Supplied text: Begin

There’s only one way to know your vitamin D status... measure it with a blood test. Some practitioners recommend testing your vitamin D levels every six months, because they can change across seasons.
3. Assuming there’s consensus on what your vitamin D levels should be.
There’s a lot of disagreement over this issue.
In fact, it may be one reason the RDA is so low... lower than many holistic doctors believe is advisable.
Many holistic medical practitioners want to see their patients' D3 levels in the 50 to 70 range to avoid insufficiency problems.
And levels under 20 would be considered extremely low, even by most conventional doctors today.
We do know that vitamin D3 insufficiency is linked to all-cause mortality, osteoporosis, bone density loss, fractures, muscle weakness, cancer, autoimmune diseases, heart disease, neurodegenerative diseases, adverse pregnancy outcomes, infections, and more.
Vitamin D3 has far-reaching affects on your whole body.
Consult your natural health practitioner about getting tested, and ask what levels the recommend for your personal health.
Skipping This Key Vitamin D “Teammate” Can Trigger Heart Disease
Here’s another serious vitamin D mistake...
In recent years research has emerged showing that taking “solo” vitamin D without this special “teammate” can trigger heart disease.
Which is probably not what you bargained for when decided to take vitamin D3 for your health.
You need vitamin D’s “teammate” vitamin K... especially K2. Yet most people have never even heard of it.
A major role of vitamin D is to ensure sufficient levels of calcium in your blood. Vitamin K2 promotes calcium absorption into your bones... and keeps it from accumulating in your soft tissues – including your blood vessels
Just How Great Is This Risk?
Scientists are still researching just how great this risk D3 without K is.

Supplied text: End
Collected material: Begin

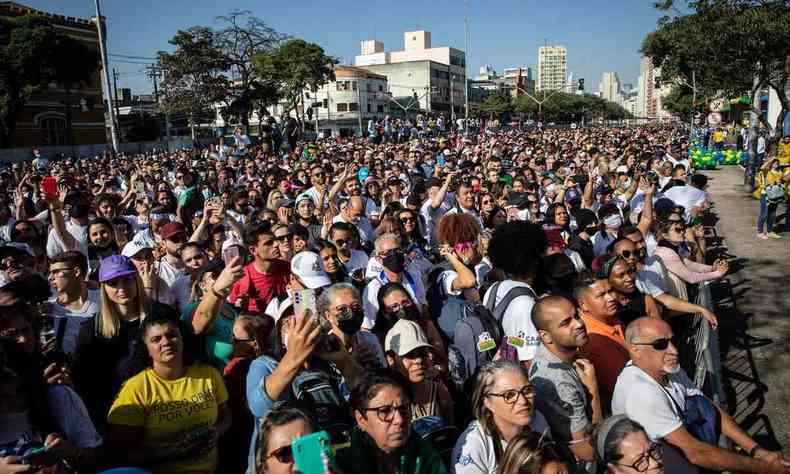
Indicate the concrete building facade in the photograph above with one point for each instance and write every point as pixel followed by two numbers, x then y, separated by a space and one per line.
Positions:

Collected material: End

Continue the vitamin D passage from its final sentence, adding the next part of the text.

Your response =>
Current thinking is that especially with high D3 supplementation, you may be increasing your risk of blood vessel calcification (BVC) if you don’t have enough vitamin K2.
In other words, extremely high doses of vitamin D may lead to dangerously high calcium levels and BVC.
Research is ongoing, so the picture will likely become clearer as time goes on. In the meantime, you'll likely want to add vitamin K2 to your D3 regimen.
Benefits of Vitamin K2
Vitamin K plays a vital role in blood clotting, heart health, and bone health.
Calcium buildup in your arteries is a huge risk factor for heart disease.
One study spanning nearly a decade showed that people with the highest intake of K2 were 52% less likely to develop calcification of the arteries. They also had a 57% lower risk of dying from heart disease.
Another large study found that for every 10 mcg of K2 subjects consumed per day, their disease risk dropped by 9%.
Vitamin K1 did not confer those benefits.
Studies show that K2 may also strengthen your bones and teeth.
What to Know About Vitamin K
Like several things in the health world, vitamin K comes in many forms. Here’s what you’ll want to know...
Vitamin K is divided into two groups:
• Vitamin K1 (phylloquinone) – found in leafy green plants like spinach and kale.
• Vitamin K2 (menaquinone) – found primarily in fermented foods like natto, and organ meats such as goose liver and beef liver.
Vitamin K2 is further broken down into various compounds, the most important of which are MK-4 and MK-7.
MK-4 is found in animal foods like liver, fat, egg yolks, and cheese.
MK-7 is found in fermented foods like miso and sauerkraut.
Because vitamins D3 and K2 act like great dancing partners, be sure to take them together for best results.
If you need guidance in how much to take, consult with your natural health practitioner who can measure your D3 levels, and advise you on how much of each to take.